## Stored data
** Start **
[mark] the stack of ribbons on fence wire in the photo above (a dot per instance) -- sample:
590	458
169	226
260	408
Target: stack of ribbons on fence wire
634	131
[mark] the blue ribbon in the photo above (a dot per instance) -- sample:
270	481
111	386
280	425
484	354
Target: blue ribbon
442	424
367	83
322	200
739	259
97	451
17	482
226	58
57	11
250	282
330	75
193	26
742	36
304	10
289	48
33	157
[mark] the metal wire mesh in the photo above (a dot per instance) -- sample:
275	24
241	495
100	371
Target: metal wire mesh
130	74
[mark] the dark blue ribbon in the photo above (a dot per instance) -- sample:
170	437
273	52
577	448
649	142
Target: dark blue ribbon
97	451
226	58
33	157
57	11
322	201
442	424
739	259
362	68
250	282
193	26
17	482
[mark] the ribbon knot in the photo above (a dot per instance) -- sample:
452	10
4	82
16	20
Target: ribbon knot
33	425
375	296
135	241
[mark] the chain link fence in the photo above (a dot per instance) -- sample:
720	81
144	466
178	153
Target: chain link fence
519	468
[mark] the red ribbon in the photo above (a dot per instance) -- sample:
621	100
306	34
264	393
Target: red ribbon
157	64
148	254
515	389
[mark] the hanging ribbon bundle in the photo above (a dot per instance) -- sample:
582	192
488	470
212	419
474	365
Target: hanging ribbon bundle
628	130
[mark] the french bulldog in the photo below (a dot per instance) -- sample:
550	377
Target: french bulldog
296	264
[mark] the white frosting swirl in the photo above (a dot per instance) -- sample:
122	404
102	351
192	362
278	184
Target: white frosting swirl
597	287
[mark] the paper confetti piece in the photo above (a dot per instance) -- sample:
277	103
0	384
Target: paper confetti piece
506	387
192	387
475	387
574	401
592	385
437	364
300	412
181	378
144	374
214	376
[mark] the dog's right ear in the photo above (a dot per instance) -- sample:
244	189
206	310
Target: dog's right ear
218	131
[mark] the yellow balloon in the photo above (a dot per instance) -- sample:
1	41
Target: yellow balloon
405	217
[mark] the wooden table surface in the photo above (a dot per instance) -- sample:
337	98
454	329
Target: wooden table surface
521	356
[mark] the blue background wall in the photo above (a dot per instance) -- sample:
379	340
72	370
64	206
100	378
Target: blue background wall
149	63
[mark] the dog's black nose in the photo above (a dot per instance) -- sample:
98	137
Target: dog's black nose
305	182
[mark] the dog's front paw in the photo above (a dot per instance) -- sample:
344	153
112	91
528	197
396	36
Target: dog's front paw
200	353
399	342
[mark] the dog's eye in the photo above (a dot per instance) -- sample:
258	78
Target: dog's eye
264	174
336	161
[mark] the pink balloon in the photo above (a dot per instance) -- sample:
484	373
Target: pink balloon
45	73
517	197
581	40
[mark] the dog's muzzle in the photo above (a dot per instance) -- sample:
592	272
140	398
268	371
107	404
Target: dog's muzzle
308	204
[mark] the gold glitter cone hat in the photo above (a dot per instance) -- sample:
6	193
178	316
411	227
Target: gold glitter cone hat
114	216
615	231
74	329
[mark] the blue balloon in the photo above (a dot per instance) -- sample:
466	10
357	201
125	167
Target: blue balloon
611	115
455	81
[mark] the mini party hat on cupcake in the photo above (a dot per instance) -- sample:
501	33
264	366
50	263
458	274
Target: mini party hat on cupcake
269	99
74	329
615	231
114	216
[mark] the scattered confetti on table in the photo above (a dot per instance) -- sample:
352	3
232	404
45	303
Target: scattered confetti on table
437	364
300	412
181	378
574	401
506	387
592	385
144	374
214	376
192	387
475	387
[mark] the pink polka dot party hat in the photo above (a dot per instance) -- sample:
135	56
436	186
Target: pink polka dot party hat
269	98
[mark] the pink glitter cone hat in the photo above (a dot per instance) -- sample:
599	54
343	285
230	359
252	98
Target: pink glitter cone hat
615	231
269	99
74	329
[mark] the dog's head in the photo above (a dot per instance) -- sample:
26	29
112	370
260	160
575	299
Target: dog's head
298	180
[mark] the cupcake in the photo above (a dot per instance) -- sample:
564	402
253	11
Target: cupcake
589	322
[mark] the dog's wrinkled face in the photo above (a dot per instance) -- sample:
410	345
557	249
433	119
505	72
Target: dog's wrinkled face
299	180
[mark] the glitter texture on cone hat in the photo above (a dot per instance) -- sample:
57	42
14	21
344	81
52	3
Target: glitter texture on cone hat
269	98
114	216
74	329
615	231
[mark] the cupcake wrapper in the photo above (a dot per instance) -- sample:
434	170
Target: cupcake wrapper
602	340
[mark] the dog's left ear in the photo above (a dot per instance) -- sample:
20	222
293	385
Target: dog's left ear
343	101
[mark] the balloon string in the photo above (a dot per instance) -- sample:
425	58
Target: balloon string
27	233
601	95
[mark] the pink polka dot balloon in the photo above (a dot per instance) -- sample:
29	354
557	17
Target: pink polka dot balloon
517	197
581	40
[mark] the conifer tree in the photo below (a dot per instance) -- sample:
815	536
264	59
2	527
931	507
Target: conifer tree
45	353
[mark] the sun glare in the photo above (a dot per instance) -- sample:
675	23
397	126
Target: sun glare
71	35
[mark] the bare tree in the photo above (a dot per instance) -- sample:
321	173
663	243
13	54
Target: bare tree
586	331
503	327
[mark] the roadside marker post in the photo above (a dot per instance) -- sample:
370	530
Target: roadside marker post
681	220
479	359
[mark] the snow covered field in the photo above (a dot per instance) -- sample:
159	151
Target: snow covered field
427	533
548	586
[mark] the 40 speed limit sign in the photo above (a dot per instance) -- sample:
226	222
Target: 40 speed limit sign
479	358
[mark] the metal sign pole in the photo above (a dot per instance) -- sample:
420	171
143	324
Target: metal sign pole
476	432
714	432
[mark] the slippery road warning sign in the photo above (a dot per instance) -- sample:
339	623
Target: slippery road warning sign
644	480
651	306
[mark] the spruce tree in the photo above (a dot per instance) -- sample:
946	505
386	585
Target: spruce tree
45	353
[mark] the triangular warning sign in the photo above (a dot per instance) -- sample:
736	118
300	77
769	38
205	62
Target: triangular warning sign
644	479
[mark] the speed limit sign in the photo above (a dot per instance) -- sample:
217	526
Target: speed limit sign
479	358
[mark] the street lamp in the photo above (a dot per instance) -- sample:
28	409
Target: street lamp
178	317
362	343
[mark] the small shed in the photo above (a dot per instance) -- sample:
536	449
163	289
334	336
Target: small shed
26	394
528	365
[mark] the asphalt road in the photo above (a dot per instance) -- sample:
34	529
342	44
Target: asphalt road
** End **
## Challenge
Rewrite the lines from the one containing "[mark] the speed" through the last line of the items, both included, with "street lamp" changed to "lamp post" and nothing else altered.

## Output below
[mark] the speed limit sign in the photo above (a dot per instance) -- sample:
217	526
Target: speed limit sign
479	358
[mark] the lamp post in the photo above (a dot per instance) -- sample:
28	409
Target: lamp post
178	317
362	343
[mark] the small shed in the photo above (a dot per instance) -- sample:
536	449
163	289
334	336
Target: small shed
26	394
528	365
[mark] the asphalt road in the photo above (a dot per instance) -- sample:
34	529
342	44
Target: asphalt road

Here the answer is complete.